======== Kutipan Terpilih ========

Hubungan Antara Persepsi
Individu
Dengan Perilaku Pengelolaan Sampah
di Yogyakarta
Psikologi
Lingkungan
Esai
- UTS
Puji Astutik
21310410164
Dosen
Pengampu : Dr., Dra. Arundati Shinta MA
(sumber
gambar : Tirto.ID)
Permasalahan pengelolaan
sampah di Yogyakarta kian serius. Pada 2024 nanti TPA Piyungan secara resmi
akan ditutup. Kabar buruk ini entah akan ditanggapi serius oleh masyarakat
Jogja dengan perubahan perilaku terkait pengelolaan sampah atau hanya dianggap
peristiwa biasa semata. Yang jelas permasalahan lingkungan terkait pengelolaan
sampah ini akan berdampak besar pada citra jogja sebagai kota pariwisata. Kota
wisata yang asri, nyaman, dan indah pelan-pelan
akan berubah menjadi kota dengan berbagai permasalahan sampah. Kondisi
kota yang berubah tentu saja juga akan berdampak
pada keengganan turis lokal ataupun mancanegara untuk berkunjung ke Jogja, yang
artinya pendapatan dari sektor pariwisata akan menurun drastis. Belum lagi
permasalahan lain pada sektor-sektor lainnya, seperti sektor kesehatan.

======== Informasi yang Diberikan ========

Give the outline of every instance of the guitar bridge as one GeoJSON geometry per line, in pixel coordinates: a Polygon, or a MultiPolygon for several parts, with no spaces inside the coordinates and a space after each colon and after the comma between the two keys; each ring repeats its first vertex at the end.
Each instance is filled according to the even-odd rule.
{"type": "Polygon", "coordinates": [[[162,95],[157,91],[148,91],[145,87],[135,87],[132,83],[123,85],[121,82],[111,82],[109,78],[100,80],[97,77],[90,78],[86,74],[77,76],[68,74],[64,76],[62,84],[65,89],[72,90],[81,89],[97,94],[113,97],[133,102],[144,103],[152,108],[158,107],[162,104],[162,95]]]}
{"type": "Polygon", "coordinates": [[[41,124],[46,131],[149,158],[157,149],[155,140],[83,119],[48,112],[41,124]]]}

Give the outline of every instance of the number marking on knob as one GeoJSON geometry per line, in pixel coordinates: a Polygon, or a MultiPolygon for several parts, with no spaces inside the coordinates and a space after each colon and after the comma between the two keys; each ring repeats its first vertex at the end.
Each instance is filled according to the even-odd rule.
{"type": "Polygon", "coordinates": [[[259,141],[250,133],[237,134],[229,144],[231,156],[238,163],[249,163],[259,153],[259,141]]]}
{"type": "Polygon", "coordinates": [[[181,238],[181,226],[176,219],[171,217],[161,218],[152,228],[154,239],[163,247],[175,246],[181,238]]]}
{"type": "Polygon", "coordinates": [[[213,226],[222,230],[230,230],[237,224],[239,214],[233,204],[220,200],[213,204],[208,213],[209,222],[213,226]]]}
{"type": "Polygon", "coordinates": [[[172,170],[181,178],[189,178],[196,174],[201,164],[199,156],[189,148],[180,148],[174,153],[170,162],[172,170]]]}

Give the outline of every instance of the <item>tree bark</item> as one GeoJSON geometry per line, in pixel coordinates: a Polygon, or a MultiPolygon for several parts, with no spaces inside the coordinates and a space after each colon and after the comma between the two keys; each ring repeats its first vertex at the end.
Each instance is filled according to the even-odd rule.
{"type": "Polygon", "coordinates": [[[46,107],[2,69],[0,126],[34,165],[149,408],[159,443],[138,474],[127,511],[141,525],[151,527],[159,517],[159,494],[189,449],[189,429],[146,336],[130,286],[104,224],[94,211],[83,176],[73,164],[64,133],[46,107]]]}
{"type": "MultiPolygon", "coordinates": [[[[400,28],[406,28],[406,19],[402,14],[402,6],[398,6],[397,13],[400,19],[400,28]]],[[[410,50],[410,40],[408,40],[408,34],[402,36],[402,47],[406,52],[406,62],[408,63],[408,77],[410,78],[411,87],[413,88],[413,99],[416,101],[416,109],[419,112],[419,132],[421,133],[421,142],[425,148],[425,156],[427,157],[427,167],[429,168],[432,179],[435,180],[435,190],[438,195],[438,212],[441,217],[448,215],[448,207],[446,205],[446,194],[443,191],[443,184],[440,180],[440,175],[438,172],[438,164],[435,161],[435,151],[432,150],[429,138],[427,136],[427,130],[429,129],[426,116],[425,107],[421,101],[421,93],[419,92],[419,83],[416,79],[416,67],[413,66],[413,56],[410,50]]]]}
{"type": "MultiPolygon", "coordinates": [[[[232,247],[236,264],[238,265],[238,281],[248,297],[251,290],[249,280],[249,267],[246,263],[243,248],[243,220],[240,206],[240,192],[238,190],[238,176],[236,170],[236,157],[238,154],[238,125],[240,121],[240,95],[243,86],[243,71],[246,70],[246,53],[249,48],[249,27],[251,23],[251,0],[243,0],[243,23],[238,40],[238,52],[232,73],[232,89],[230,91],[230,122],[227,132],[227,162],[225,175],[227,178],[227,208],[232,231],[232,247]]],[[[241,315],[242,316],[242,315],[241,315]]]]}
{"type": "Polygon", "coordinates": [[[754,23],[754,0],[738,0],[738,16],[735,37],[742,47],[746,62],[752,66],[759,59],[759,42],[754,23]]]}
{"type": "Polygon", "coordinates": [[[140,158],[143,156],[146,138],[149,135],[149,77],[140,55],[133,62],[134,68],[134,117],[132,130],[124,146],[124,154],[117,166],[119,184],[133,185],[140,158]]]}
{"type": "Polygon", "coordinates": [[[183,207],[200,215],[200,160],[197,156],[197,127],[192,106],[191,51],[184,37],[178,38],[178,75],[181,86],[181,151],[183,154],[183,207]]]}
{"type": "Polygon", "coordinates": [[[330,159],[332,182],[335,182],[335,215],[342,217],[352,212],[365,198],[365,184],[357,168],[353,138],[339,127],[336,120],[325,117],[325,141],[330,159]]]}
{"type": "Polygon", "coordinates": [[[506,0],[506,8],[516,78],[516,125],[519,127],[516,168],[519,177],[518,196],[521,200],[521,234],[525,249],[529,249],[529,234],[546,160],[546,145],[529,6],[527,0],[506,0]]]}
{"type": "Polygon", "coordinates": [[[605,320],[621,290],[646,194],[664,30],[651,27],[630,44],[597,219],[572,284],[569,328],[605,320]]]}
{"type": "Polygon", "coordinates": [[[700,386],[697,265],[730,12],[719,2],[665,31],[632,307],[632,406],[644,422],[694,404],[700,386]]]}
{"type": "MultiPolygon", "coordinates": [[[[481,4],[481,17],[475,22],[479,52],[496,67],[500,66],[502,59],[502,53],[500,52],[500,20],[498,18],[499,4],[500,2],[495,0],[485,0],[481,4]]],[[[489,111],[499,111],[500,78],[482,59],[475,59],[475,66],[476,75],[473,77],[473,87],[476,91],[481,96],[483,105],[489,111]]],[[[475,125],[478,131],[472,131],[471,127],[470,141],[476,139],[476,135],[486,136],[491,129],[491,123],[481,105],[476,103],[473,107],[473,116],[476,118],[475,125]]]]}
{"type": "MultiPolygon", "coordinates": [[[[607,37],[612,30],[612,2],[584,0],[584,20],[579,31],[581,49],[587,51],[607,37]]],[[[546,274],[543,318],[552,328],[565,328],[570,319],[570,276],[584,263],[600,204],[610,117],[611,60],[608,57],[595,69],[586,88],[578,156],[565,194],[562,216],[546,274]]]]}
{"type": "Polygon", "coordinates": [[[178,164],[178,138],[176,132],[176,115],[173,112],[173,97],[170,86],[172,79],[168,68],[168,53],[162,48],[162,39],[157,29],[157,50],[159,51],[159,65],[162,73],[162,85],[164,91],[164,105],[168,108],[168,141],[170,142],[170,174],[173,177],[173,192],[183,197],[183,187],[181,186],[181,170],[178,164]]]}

========

# Yang Akan Dikerjakan
1. Menurut kutipan tentang pengelolaan sampah di Yogyakarta, pada tahun berapa TPA Piyungan akan resmi ditutup?
2. Tolong tuliskan ulang tanpa perubahan bagian kutipan tentang pengelolaan sampah di Yogyakarta yang dibuka dengan kata-kata yang memuat "Hubungan Antara Persepsi" dan ditutup dengan "gambar : Tirto.ID)".

# Jawaban Tiap Tugas
1. Pada 2024.

2.
Hubungan Antara Persepsi
Individu
Dengan Perilaku Pengelolaan Sampah
di Yogyakarta
Psikologi
Lingkungan
Esai
- UTS
Puji Astutik
21310410164
Dosen
Pengampu : Dr., Dra. Arundati Shinta MA
(sumber
gambar : Tirto.ID)